_Selected extract_
Ryan Jackson, then 34, a hydrologist with the U.S. Geological Survey, watched the work begin from the shore, before readying his own boat with a colleague, Kevin Johnson, and heading out onto the water. The men were tasked with tracing the chemical’s path by injecting a pink fluorescent dye into the water where the translucent toxin would be.
They were told the chemical,
known as rotenone, was not toxic to humans, only to fish. They were told
protective clothing was not necessary. But Jackson still recalls the
potent chemical scent that accompanied the poison, and the way a steam
vapor hung over the water despite below-freezing temperatures.
Before dawn, the bodies of tens
of thousands of fish flapped at the water’s surface, convulsing
violently before growing lifeless. They blanketed the canal like thick,
silver algae, and marked one of the largest fish kills in U.S history.
Seven months later, while eating
dinner with his family at an O’Charley’s restaurant in Mahomet, Ill.,
Jackson’s right hand began shaking uncontrollably — tremors that
ultimately came to affect his entire body and have not stopped since.
“Like you are sitting in an idle car, and you can sort of feel the
engine vibrating,” he said.
Jackson, who grew up and went to
college in Albuquerque, was diagnosed with Parkinson’s disease, a
progressive neurological disorder, at age 37. He is among just 2 percent
of people with Parkinson’s whose symptoms show up before the age of 60.
He is also one of a handful of people whose neurological disease may be
linked to rotenone.
His colleague, Johnson, also would be diagnosed with Parkinson’s disease within two years of working with the chemical.

_Requirement A_
Please swap "restaurant" for "diner" and give the rotenone passage again between "Seven months later, while" and "linked to rotenone.", inclusive.
_Requirement B_
In the rotenone passage, at what age was Jackson diagnosed with Parkinson’s disease?
The listing plays no part in this.

_Material provided_

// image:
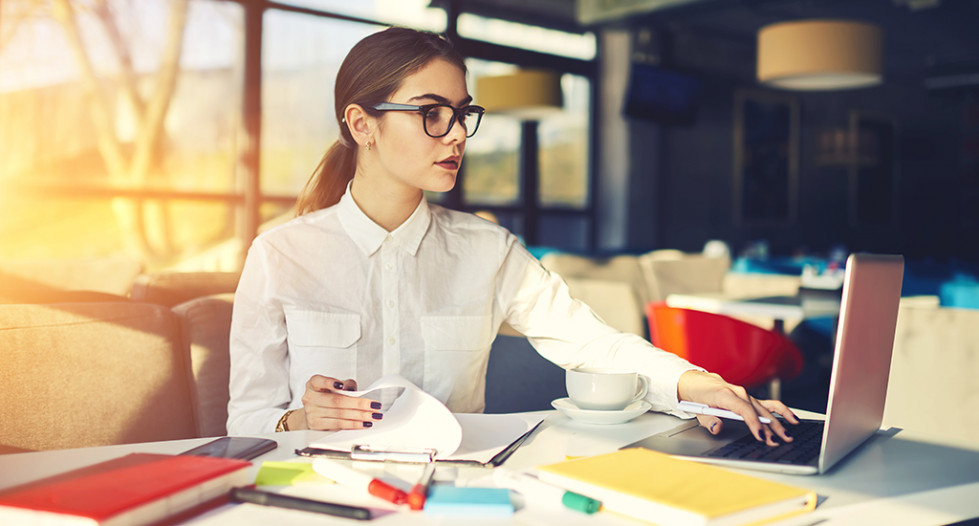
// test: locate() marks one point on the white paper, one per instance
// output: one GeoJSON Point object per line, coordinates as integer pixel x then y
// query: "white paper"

_Reply A_
Seven months later, while eating
dinner with his family at an O’Charley’s diner in Mahomet, Ill.,
Jackson’s right hand began shaking uncontrollably — tremors that
ultimately came to affect his entire body and have not stopped since.
“Like you are sitting in an idle car, and you can sort of feel the
engine vibrating,” he said.
Jackson, who grew up and went to
college in Albuquerque, was diagnosed with Parkinson’s disease, a
progressive neurological disorder, at age 37. He is among just 2 percent
of people with Parkinson’s whose symptoms show up before the age of 60.
He is also one of a handful of people whose neurological disease may be
linked to rotenone.

_Reply B_
At age 37.